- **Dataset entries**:
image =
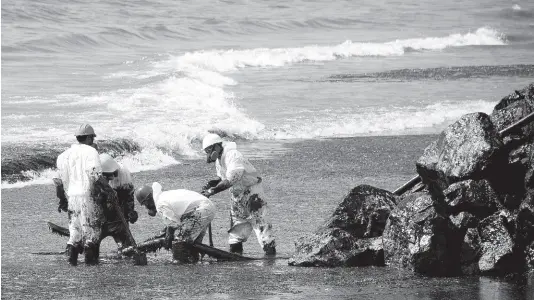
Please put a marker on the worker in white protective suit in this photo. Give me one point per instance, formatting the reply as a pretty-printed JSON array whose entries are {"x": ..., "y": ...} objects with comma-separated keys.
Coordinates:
[
  {"x": 78, "y": 169},
  {"x": 248, "y": 208},
  {"x": 186, "y": 215},
  {"x": 120, "y": 179}
]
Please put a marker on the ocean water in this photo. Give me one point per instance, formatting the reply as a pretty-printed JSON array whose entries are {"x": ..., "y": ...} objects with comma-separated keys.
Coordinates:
[
  {"x": 303, "y": 187},
  {"x": 153, "y": 77},
  {"x": 321, "y": 95}
]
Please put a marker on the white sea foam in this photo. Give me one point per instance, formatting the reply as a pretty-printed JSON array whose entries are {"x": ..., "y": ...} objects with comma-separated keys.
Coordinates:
[
  {"x": 170, "y": 117},
  {"x": 148, "y": 159},
  {"x": 231, "y": 60}
]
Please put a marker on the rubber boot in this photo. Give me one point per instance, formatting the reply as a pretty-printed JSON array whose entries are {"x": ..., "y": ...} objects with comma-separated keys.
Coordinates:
[
  {"x": 270, "y": 248},
  {"x": 236, "y": 248},
  {"x": 72, "y": 255},
  {"x": 91, "y": 253}
]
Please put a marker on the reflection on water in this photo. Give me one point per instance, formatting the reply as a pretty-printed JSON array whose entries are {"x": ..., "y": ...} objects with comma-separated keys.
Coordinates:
[
  {"x": 518, "y": 288},
  {"x": 301, "y": 193}
]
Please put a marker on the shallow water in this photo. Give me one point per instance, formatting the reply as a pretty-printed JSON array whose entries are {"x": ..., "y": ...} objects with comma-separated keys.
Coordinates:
[{"x": 303, "y": 186}]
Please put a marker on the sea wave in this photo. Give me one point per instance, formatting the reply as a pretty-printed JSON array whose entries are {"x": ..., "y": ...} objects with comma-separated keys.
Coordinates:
[
  {"x": 378, "y": 121},
  {"x": 232, "y": 60},
  {"x": 444, "y": 73},
  {"x": 24, "y": 164}
]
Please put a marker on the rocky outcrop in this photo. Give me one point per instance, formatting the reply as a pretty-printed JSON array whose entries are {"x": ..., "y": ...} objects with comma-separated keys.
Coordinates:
[
  {"x": 471, "y": 213},
  {"x": 352, "y": 235},
  {"x": 479, "y": 179},
  {"x": 466, "y": 149},
  {"x": 418, "y": 238}
]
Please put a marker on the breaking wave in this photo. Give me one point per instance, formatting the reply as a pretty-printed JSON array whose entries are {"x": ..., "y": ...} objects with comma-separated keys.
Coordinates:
[{"x": 447, "y": 73}]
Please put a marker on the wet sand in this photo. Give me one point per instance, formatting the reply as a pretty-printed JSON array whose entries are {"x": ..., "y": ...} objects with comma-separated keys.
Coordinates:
[{"x": 304, "y": 181}]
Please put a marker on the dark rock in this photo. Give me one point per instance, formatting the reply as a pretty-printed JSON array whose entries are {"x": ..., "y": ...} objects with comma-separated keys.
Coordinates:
[
  {"x": 529, "y": 252},
  {"x": 363, "y": 212},
  {"x": 334, "y": 247},
  {"x": 514, "y": 178},
  {"x": 464, "y": 220},
  {"x": 475, "y": 197},
  {"x": 418, "y": 238},
  {"x": 496, "y": 246},
  {"x": 524, "y": 223},
  {"x": 470, "y": 253},
  {"x": 464, "y": 150},
  {"x": 351, "y": 236},
  {"x": 512, "y": 108}
]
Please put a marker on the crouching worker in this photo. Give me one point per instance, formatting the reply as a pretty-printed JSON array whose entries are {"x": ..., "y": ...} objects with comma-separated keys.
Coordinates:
[
  {"x": 120, "y": 180},
  {"x": 249, "y": 208},
  {"x": 186, "y": 215}
]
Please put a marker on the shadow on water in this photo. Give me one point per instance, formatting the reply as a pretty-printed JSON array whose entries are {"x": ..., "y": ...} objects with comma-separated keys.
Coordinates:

- **REQUIRED ACTION**: Only the lines from the start of the records to the line with "Please put a marker on the rocky" belong in the copy. Print them exactly, minus pictures.

- **TASK OUTPUT**:
image =
Please put a marker on the worker in white protective suit in this photo. Give me one point per instance, formatting the reply as a pretty-printed JSON array whose entries are {"x": ..., "y": ...} objects with comma-separated keys.
Coordinates:
[
  {"x": 78, "y": 169},
  {"x": 248, "y": 208},
  {"x": 186, "y": 215},
  {"x": 120, "y": 179}
]
Please put a marker on the ocean water in this photo. Give me one point per instance, formatting the reply as a pretty-printed JSON array whose entries are {"x": ..., "y": ...} objects with comma-separated keys.
Coordinates:
[
  {"x": 303, "y": 187},
  {"x": 153, "y": 77},
  {"x": 321, "y": 95}
]
Please put a marker on the white sea foam in this photo. Give me one point per instance, formatting the reply as a pretty-printed JSON array whose entries are {"x": ..., "y": ...} objects with comma-separated keys.
Coordinates:
[
  {"x": 170, "y": 117},
  {"x": 148, "y": 159},
  {"x": 231, "y": 60}
]
Please put a marker on the rubber boot in this photo. Give me one point per instance, formatting the reply as a pretty-printed JSON array whose entries are {"x": ..., "y": ...} objects with comma-separated keys.
Coordinates:
[
  {"x": 270, "y": 248},
  {"x": 236, "y": 248},
  {"x": 72, "y": 255},
  {"x": 91, "y": 253}
]
Please put a marker on the reflection on water in this photo. Give me one point per instance, formatting the reply as a pretty-printed JSON array whose entries are {"x": ..., "y": ...} objects with comma-separated keys.
Coordinates:
[
  {"x": 518, "y": 288},
  {"x": 301, "y": 193}
]
Please put a marker on the shallow water in this photo. Give me one point per instance, formatting the reply as a pretty-printed JSON array whose entries are {"x": ..., "y": ...} objects with comma-separated keys.
Coordinates:
[{"x": 303, "y": 186}]
Please put a marker on the sea wave in this photo. Give me one point per instance, formatting the reply as a pretty-printed JSON array whose entries are {"x": ..., "y": ...} objects with comma-separated keys.
Coordinates:
[
  {"x": 378, "y": 121},
  {"x": 232, "y": 60},
  {"x": 444, "y": 73},
  {"x": 24, "y": 164}
]
Please put a marker on the rocky outcrop in this photo. Give me one point per instance, formatting the reply as a pretty-printed JSON array whose entries are {"x": ..., "y": ...} objects with comma-separated keys.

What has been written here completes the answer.